PROBLEM: Which of the lines below contain the string "each", with case counting? Select those lines and copy them out in full.

RECORDS TO PROCESS:
______
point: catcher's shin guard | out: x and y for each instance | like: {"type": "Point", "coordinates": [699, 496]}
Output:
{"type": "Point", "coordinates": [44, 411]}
______
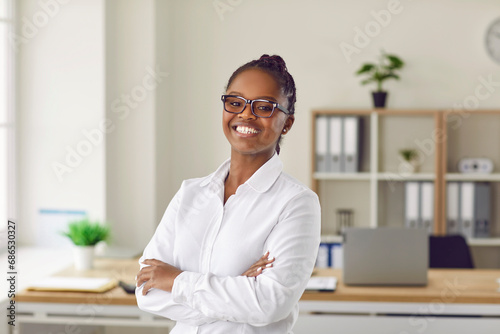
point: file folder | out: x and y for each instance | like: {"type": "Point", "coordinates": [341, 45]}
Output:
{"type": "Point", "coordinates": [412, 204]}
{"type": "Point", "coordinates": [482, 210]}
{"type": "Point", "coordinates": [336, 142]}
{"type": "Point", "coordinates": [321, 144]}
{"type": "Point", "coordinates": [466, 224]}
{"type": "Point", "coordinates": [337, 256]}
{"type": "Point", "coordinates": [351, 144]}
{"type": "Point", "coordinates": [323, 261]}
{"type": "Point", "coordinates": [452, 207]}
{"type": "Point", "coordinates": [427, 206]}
______
FULL SOLUTION:
point: catcher's shin guard | out: x and y for each instance | like: {"type": "Point", "coordinates": [699, 496]}
point: file folder | out: x and y for each instance | like: {"type": "Point", "coordinates": [341, 45]}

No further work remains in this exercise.